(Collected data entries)
=-=-=-=-=

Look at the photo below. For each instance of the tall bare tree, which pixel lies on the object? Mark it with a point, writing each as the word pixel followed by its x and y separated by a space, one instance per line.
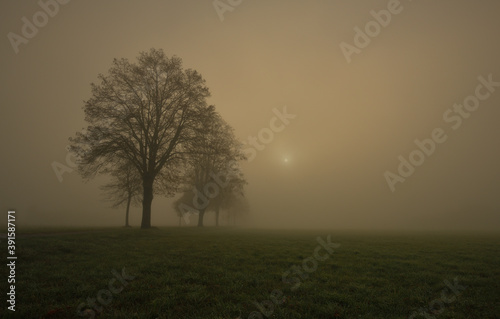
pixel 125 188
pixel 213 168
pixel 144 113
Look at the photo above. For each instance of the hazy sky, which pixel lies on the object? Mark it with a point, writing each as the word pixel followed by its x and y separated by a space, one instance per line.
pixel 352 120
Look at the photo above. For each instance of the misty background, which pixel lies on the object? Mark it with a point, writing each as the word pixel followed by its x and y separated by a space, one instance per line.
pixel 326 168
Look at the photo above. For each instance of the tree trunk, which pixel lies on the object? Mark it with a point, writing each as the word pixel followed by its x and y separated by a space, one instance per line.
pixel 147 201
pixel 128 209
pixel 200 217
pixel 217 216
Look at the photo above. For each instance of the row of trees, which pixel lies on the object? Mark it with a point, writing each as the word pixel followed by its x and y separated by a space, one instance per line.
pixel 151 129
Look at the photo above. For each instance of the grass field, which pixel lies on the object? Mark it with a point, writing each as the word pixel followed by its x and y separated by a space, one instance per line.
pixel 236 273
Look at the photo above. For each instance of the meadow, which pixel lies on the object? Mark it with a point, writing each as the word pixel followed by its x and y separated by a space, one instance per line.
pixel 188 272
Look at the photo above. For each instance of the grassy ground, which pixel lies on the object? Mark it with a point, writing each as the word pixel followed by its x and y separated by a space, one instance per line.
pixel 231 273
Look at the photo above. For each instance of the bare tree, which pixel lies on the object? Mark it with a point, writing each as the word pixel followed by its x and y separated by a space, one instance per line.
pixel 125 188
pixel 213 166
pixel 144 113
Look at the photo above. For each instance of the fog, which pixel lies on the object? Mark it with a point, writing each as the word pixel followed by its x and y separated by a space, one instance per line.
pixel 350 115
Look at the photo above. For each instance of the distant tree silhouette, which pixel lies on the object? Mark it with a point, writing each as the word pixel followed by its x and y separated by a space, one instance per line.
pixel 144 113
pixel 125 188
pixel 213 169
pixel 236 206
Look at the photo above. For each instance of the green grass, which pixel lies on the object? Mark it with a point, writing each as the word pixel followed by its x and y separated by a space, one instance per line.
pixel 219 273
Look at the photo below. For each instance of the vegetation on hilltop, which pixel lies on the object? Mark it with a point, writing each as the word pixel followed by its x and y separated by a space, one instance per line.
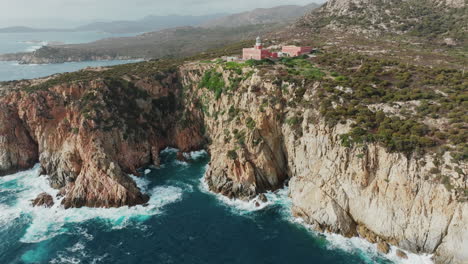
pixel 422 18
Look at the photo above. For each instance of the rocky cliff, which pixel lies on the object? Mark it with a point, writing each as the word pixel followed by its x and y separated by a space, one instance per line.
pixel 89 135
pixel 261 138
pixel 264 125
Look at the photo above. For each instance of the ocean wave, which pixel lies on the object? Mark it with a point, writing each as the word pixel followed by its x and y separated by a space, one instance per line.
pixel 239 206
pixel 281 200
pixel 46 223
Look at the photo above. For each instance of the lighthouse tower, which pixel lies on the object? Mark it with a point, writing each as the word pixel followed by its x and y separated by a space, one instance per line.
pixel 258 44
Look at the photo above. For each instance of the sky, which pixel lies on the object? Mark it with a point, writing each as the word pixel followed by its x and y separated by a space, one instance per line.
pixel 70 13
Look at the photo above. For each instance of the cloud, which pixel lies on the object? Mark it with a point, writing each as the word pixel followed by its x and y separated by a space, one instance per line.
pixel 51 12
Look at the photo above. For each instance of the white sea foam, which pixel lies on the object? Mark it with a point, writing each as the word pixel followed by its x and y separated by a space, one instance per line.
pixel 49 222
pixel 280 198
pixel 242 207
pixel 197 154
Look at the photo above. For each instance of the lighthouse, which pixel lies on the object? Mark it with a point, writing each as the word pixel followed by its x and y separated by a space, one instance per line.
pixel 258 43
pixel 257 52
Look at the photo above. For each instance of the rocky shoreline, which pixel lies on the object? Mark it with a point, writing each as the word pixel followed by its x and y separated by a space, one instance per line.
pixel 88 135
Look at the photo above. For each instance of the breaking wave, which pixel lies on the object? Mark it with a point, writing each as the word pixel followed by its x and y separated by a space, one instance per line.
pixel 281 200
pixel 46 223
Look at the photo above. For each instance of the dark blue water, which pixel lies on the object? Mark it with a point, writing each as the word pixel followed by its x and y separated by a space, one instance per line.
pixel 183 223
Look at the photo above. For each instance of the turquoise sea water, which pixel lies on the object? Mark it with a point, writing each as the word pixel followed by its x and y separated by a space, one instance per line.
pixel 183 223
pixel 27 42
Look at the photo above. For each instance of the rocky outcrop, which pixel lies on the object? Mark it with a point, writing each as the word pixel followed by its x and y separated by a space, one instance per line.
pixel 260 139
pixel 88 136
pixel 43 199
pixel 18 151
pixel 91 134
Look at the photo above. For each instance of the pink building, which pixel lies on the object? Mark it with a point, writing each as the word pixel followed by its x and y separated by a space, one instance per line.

=-=-=-=-=

Output the records exactly, pictures excluded.

• Written response:
Look at the photo below. For each instance of the tall bare tree, which pixel lies on the object? Mark it with a point, writing each as the word pixel followed by its x and y separated by a space, one instance per line.
pixel 125 188
pixel 213 168
pixel 144 113
Look at the photo above. For each instance of the hazy sky, which pixel lies on the object? Mark it with a point, writing each as the word pixel followed by its x and y separated by a space, one instance per line.
pixel 352 120
Look at the photo above. For each instance of the misty background, which pixel lies on the object? Mark it with a point, writing each as the word pixel followed by its x and y separated by a space, one instance per line.
pixel 326 168
Look at the photo above. For each instance of the tree trunk, which pixel lies on the object? Mark it with a point, writing each as the word pixel followed by its x and y separated by a space, one instance per line.
pixel 147 201
pixel 128 209
pixel 200 217
pixel 217 216
Look at the photo above. For each instance of the row of trees, which pixel lies on the object? Mark it with a point, writing each as the word pixel followed by its x and y separated by a space, one instance per line.
pixel 151 129
Look at the photo above. For each instance of the grass field, which pixel lies on the object? Mark it with a point, writing each as the word pixel followed by its x and y separated by a space, one instance per line.
pixel 236 273
Look at the photo above. For each instance of the meadow, which pixel lies on the object? Mark it with a point, writing each as the word pixel followed by its x and y separated by a space, one instance per line.
pixel 188 272
Look at the photo above. For each instance of the grassy ground, which pixel lies on the object? Mark it with a point, writing each as the word pixel followed by its x and y separated by a space, one instance per line.
pixel 231 273
Look at the photo above. For each instance of the bare tree, which pixel lies on the object? Mark it with a point, writing each as the word pixel followed by its x and y separated by a space, one instance per line.
pixel 125 188
pixel 213 166
pixel 144 113
Look at the photo above. For each instance of the fog, which pixel lies on the object? Mark it with a point, writing each as the word pixel followed by its x and y separated by a space, one instance per line.
pixel 350 115
Look at the photo above. For each instance of the distant tree silhouette, which pixel lies on the object? Mark it with a point, writing each as the word pixel followed by its x and y separated by a space, one instance per line.
pixel 144 113
pixel 125 188
pixel 213 169
pixel 236 206
Look at the photo above. For each instance of the green grass, which pixel lies on the object? Mark it with a point, writing each as the word pixel followed by its x and y separated by a space, one instance per line.
pixel 219 273
Look at the photo below. For each instance of the vegetation on hilltop, which pixel lies on the object? Mark it with a point, writing each as the word pixel followed by its x and y separated by a space, one instance per line.
pixel 422 18
Look at the photo above. For each instance of the rocky cliff, which pixel lies on the object? Mark it with a point, writing each as the word pixel followed by its x and y separated by a space, one instance per line.
pixel 89 135
pixel 261 138
pixel 264 125
Look at the photo above. For each instance of the ocean wave, which pixel lies on the object? Mark it with a point, writing each as the word pixel followed by its x and y separated by a space, one instance per line.
pixel 239 206
pixel 281 200
pixel 46 223
Look at the photo above. For each instance of the lighthouse tower, which pixel lies on the object? Mark it with a point, writing each as the word pixel followed by its x and y separated by a space, one instance per line.
pixel 258 44
Look at the photo above. For each instance of the sky, which pixel lies on the object? Mark it with a point, writing each as the word pixel followed by its x and y separated by a space, one instance per line.
pixel 70 13
Look at the photo above. For each instance of the cloud, which pixel lies on the object? Mark it with a point, writing each as the word pixel followed by its x and y separated by a space, one instance per line.
pixel 51 12
Look at the photo above. For each instance of the white sea foam, which pixel lies on the object? Mark it with a point, writing each as the word pixel followed by its x and y separated by a space, one instance per line.
pixel 49 222
pixel 280 198
pixel 242 207
pixel 197 154
Look at the photo above. For each instance of the lighthouse, which pixel lies on the object? Mark it with a point, writing each as the word pixel followed by its x and y separated by a space, one instance per line.
pixel 258 43
pixel 257 52
Look at the photo above. For each instance of the rocky shoreline, which pixel lies on the object? Mark it with a point, writing each as the word pixel followed by its x and y separated by a space, one instance per line.
pixel 88 135
Look at the photo above. For each instance of the breaking wave, which pixel lies on the object? Mark it with a point, writing each as the word pixel followed by its x and y separated by a space, one instance per line.
pixel 281 200
pixel 46 223
Look at the photo above. For each instance of the dark blue water, which pixel lies on the object? Mark it with a point, writing each as the word pixel followed by its x and y separated by a space, one instance per line.
pixel 183 223
Look at the photo above. For each instance of the turquoise sea water, which pixel lies on the object? Mark it with a point, writing each as the word pixel followed by its x and y separated by a space, one instance per line.
pixel 183 223
pixel 27 42
Look at the photo above. For each instance of the rocky outcrop, which pixel lies on the object? Mark it with a point, writing each as the word pixel followed by its x and y separated by a space, one instance per line.
pixel 260 139
pixel 88 136
pixel 43 199
pixel 18 151
pixel 91 134
Look at the photo above. For each instance of the pink building, which pixel lies on the object? Mark it with a point, writing each as the word pixel followed by its x and y separated by a space, one instance per line.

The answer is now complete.